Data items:
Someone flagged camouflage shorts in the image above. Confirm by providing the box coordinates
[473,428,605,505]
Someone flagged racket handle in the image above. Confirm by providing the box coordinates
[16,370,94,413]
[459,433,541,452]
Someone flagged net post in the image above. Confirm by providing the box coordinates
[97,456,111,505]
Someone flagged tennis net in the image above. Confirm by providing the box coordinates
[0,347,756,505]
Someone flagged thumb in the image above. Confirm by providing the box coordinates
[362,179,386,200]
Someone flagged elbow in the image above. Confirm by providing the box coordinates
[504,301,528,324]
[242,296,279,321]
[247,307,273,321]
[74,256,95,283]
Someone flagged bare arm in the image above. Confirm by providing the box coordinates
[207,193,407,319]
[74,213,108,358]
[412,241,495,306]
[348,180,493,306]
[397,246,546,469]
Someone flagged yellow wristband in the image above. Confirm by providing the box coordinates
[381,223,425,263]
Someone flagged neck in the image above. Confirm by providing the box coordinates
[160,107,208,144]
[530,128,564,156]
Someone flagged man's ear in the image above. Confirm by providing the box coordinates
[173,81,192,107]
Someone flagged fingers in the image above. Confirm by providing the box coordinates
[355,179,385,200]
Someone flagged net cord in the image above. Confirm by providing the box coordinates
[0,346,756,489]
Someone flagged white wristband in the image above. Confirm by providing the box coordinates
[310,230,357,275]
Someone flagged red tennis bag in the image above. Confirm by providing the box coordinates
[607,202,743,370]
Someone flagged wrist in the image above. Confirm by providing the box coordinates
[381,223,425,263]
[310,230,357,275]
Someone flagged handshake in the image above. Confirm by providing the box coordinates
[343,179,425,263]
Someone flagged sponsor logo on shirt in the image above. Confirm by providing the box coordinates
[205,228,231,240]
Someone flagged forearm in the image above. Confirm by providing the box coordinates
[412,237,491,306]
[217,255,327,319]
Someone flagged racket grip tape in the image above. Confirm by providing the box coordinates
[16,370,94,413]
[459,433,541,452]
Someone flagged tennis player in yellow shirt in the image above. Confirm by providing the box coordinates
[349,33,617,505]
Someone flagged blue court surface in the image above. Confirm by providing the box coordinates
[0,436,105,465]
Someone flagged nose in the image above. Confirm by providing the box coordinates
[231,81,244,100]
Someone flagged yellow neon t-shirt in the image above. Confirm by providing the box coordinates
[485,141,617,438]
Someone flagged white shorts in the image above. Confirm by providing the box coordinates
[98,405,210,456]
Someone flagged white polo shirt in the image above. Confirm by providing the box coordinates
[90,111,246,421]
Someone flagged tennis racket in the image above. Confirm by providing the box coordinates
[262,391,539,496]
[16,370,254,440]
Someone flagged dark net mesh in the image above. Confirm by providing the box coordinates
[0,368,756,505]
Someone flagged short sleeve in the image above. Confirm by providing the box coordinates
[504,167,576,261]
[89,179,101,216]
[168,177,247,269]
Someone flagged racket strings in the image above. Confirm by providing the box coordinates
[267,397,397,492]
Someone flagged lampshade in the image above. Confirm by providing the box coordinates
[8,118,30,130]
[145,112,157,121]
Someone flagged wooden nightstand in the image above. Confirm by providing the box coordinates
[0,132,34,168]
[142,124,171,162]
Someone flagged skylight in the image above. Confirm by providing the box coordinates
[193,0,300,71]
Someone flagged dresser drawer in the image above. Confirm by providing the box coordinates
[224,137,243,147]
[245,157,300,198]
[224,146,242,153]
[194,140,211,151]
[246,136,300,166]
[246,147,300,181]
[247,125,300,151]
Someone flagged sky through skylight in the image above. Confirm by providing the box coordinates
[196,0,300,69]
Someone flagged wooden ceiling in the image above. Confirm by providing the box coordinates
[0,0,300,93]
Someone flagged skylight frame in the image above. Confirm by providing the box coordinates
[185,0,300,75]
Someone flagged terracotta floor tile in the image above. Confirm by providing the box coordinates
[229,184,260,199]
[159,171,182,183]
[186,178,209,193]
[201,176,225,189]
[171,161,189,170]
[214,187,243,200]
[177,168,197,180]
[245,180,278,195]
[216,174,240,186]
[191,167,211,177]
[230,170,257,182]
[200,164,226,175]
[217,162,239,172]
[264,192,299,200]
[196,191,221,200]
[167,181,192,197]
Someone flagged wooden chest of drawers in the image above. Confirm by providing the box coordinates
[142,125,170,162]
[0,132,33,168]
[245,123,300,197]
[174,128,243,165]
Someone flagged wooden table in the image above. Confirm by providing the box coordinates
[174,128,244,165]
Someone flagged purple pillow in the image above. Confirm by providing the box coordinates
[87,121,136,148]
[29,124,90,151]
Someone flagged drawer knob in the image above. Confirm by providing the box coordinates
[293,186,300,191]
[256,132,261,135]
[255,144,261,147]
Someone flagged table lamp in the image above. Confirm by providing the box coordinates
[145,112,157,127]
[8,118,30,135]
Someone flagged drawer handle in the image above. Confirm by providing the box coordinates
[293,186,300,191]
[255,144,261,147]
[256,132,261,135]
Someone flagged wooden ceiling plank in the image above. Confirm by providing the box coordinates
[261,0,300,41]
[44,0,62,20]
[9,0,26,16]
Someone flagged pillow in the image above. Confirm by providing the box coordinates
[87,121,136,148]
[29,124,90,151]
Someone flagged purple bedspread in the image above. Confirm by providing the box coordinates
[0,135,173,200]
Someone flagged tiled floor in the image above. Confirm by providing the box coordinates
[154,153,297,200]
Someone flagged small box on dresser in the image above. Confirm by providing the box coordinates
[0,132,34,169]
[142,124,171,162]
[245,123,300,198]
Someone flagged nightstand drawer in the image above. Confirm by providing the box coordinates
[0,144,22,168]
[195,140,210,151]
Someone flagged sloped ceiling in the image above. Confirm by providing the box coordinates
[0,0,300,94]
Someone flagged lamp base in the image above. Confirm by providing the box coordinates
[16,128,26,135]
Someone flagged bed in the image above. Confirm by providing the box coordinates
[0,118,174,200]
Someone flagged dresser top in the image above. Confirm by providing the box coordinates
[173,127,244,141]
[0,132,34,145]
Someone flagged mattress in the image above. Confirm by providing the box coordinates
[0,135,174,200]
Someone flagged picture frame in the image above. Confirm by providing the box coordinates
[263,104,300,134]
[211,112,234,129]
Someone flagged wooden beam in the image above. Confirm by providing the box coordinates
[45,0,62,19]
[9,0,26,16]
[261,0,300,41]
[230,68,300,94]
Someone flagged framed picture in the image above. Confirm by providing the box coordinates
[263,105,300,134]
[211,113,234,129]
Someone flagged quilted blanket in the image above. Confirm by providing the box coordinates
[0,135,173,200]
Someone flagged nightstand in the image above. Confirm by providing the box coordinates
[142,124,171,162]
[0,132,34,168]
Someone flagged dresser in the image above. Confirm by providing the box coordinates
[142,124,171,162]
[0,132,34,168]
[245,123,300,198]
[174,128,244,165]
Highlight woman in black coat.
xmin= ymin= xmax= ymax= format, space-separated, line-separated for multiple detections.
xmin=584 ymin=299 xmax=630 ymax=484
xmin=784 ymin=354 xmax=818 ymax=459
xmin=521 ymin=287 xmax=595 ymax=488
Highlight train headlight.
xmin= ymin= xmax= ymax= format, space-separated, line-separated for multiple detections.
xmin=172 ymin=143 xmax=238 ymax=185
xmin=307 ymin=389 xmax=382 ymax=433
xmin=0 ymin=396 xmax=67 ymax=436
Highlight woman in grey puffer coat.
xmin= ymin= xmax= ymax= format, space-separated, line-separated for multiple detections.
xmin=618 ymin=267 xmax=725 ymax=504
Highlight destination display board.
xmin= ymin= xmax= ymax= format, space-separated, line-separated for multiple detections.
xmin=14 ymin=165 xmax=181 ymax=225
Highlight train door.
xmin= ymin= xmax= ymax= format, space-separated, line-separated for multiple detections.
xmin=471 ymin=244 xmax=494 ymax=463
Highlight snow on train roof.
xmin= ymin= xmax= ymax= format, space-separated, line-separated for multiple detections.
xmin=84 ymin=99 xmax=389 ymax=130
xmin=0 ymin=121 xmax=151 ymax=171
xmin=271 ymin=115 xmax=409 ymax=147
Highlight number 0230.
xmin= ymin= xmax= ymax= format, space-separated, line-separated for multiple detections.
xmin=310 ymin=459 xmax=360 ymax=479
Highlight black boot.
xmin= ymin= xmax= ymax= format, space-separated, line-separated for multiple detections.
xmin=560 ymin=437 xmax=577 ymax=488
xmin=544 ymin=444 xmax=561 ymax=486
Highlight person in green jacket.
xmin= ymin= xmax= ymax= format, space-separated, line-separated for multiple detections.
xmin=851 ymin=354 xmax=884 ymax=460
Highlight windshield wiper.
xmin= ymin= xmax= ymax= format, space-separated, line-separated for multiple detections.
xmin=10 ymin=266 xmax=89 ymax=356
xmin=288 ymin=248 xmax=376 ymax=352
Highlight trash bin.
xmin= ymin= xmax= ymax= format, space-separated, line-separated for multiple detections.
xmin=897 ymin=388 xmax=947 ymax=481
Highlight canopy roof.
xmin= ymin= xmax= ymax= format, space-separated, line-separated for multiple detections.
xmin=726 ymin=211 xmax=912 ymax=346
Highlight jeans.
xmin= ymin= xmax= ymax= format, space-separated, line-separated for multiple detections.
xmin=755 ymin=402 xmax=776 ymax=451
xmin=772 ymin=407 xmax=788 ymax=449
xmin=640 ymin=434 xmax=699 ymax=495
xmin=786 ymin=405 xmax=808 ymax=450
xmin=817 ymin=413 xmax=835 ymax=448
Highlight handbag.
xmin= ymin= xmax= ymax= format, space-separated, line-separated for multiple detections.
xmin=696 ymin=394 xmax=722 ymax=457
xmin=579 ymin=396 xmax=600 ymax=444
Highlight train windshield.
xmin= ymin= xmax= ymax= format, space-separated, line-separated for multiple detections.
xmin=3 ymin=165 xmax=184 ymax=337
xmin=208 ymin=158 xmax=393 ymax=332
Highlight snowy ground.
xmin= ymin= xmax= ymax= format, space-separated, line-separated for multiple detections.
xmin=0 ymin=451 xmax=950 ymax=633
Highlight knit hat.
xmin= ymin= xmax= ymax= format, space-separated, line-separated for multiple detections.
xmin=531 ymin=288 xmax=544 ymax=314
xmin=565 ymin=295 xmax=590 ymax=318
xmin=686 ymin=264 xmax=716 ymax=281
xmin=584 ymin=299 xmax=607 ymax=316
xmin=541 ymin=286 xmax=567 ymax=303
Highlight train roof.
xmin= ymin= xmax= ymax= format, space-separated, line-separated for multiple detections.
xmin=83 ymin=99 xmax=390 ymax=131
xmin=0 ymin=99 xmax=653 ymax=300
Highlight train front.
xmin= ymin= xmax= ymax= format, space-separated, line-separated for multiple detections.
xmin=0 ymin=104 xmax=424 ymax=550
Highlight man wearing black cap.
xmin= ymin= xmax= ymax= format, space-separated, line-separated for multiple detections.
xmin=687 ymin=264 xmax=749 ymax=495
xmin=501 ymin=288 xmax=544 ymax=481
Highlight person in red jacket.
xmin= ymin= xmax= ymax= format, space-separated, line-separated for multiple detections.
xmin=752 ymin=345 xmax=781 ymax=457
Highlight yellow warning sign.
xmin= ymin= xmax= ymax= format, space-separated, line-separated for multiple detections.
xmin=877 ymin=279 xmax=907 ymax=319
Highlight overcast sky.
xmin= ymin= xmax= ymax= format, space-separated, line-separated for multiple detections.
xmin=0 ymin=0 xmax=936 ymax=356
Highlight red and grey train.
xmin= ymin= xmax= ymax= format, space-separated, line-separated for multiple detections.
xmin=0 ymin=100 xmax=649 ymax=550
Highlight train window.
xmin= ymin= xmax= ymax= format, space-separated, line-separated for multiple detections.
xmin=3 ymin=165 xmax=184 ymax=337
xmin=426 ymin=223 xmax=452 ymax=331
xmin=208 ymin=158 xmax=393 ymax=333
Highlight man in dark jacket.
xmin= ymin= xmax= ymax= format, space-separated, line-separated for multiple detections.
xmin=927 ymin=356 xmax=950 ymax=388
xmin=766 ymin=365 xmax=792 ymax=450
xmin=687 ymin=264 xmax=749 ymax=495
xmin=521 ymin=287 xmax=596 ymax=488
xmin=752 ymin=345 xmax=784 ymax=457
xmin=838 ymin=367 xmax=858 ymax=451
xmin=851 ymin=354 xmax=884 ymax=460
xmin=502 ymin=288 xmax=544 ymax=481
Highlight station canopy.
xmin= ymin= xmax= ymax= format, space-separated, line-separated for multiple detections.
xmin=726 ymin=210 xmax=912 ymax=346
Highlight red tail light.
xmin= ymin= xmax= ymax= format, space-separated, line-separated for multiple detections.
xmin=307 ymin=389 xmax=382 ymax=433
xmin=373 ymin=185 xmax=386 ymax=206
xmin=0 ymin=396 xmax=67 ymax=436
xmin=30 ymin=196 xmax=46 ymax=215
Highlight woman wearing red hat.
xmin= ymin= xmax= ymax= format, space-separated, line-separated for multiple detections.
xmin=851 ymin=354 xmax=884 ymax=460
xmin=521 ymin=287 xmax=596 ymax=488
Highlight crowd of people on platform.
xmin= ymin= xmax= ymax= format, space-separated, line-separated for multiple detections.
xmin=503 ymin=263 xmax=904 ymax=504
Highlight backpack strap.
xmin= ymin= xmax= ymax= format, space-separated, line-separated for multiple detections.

* [Directions for this task]
Please write out the data from the line containing "Someone flagged wooden ceiling in" through the line containing "[185,0,300,75]", copying each line exactly.

* [Worked solution]
Someone flagged wooden ceiling in the image above. Confirm by providing the box coordinates
[0,0,300,93]
Someone flagged skylight frame in the image above. Confirm by providing the box coordinates
[185,0,300,75]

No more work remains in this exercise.